▸ Activity: Your reply should be an exact copy of the lines from the one that holds "Place one keypoint on each instance of the dark wooden" to the end of the data below.

▸ Saved entries:
====
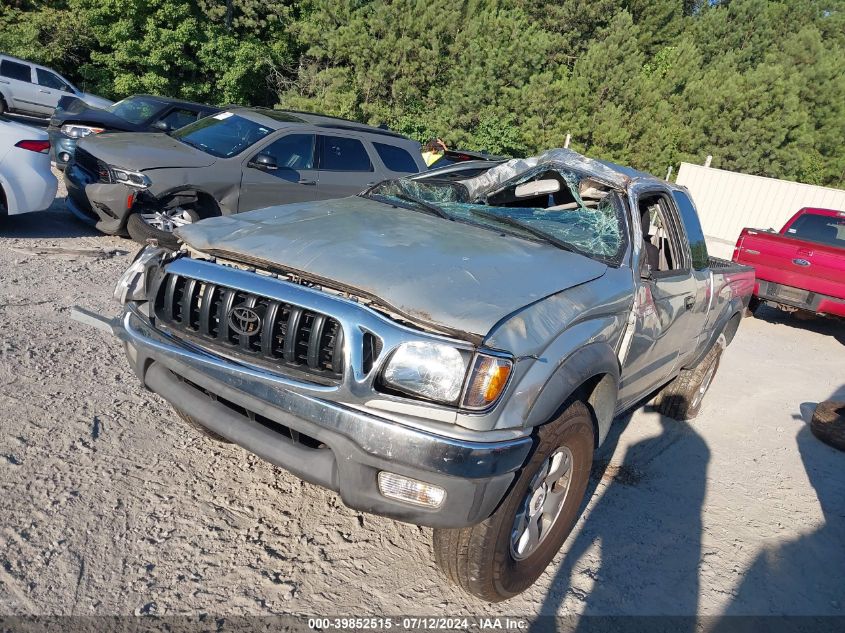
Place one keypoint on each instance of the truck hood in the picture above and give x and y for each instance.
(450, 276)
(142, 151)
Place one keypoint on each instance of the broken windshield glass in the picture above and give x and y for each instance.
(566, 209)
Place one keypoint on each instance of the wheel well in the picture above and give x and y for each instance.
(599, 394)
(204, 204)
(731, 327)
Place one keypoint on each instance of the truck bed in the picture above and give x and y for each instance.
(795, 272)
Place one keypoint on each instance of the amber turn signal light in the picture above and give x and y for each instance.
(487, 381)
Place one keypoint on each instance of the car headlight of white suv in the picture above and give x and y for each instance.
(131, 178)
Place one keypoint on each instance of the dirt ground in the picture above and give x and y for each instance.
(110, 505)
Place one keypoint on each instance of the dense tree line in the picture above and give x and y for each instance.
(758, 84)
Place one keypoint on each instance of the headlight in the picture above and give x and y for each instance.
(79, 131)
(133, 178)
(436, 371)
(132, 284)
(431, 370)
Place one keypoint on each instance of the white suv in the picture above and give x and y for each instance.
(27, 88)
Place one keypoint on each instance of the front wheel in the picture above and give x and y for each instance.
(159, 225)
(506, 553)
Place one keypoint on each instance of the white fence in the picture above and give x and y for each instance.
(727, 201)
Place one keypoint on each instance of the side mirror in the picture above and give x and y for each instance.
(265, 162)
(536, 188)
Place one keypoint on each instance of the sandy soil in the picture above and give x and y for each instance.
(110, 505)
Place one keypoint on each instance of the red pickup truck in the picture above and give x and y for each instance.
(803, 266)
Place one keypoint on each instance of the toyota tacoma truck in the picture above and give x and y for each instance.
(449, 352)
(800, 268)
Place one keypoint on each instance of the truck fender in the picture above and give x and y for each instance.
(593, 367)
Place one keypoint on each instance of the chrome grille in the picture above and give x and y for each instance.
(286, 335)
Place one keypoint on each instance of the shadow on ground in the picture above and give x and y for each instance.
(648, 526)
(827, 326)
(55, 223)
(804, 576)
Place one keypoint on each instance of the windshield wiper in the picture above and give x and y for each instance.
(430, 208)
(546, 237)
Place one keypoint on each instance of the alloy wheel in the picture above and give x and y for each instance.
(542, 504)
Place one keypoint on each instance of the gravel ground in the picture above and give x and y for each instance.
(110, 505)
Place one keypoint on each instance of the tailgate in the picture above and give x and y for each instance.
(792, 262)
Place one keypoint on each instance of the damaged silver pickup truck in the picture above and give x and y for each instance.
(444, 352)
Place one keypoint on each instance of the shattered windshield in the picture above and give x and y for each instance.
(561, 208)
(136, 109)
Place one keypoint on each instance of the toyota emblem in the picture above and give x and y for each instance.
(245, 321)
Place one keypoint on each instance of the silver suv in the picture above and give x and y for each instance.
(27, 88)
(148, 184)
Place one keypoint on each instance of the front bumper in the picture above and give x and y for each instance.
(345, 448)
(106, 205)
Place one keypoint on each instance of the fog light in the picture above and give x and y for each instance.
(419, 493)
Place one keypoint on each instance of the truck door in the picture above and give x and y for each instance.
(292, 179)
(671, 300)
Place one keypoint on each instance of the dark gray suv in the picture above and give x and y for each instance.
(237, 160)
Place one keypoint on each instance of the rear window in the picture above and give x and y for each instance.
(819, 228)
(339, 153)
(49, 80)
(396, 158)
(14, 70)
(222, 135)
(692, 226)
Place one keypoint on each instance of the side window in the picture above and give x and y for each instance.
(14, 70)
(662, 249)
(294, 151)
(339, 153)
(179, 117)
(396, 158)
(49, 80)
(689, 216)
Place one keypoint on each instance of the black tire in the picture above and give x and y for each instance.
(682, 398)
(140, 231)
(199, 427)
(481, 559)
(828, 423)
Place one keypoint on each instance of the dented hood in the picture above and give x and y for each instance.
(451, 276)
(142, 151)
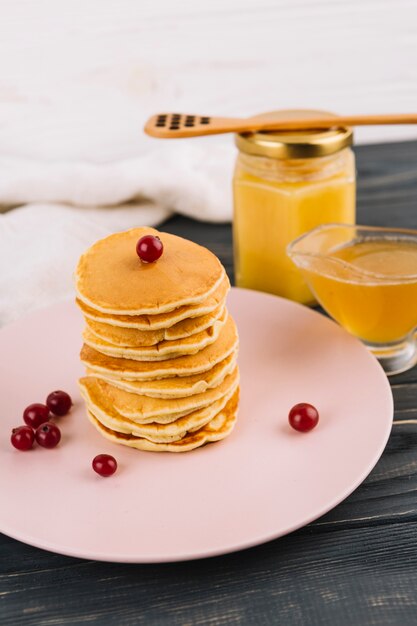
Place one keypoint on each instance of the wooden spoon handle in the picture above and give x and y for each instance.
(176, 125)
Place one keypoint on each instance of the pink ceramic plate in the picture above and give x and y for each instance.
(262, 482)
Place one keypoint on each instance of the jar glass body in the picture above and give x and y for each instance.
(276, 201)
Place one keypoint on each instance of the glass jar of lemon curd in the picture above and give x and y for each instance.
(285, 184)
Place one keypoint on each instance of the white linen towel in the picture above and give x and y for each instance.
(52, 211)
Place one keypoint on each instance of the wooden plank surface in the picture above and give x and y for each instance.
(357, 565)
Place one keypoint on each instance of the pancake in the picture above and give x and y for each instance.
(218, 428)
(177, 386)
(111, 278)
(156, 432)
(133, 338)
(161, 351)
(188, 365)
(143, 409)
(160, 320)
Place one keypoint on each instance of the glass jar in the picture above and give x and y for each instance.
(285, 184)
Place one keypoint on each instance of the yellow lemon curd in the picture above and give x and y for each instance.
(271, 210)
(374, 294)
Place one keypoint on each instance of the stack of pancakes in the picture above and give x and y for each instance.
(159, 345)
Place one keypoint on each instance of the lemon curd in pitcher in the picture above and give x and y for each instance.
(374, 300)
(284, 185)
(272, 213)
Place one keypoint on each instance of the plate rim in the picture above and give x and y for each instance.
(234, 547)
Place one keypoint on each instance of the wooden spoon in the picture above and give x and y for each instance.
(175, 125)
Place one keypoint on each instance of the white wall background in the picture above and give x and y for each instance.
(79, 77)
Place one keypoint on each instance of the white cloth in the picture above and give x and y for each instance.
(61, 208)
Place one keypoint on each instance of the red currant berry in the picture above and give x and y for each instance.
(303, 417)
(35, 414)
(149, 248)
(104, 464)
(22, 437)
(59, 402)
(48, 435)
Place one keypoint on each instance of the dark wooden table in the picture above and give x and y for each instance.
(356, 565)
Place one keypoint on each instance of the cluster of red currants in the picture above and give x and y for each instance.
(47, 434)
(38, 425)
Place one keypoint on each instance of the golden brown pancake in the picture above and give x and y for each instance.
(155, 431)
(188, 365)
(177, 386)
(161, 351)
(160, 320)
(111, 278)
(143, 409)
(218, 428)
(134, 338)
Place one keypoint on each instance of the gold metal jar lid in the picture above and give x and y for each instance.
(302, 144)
====
▸ Solution:
Place one keypoint on each instance of the dark wooden table in the picture above and give x and y for each instance.
(356, 565)
Place one keypoint on each instance of the cluster of red currants in the picture above and give x and y for each instance.
(47, 434)
(38, 425)
Place one keypoint on each instance of the golden brown pancake in the picture above and give x and y for each instance.
(155, 431)
(188, 365)
(177, 386)
(161, 351)
(160, 320)
(111, 278)
(143, 409)
(218, 428)
(134, 338)
Place one keypoint on each instance of the gold metal jar lid in the picture above and give x and y for each instance.
(302, 144)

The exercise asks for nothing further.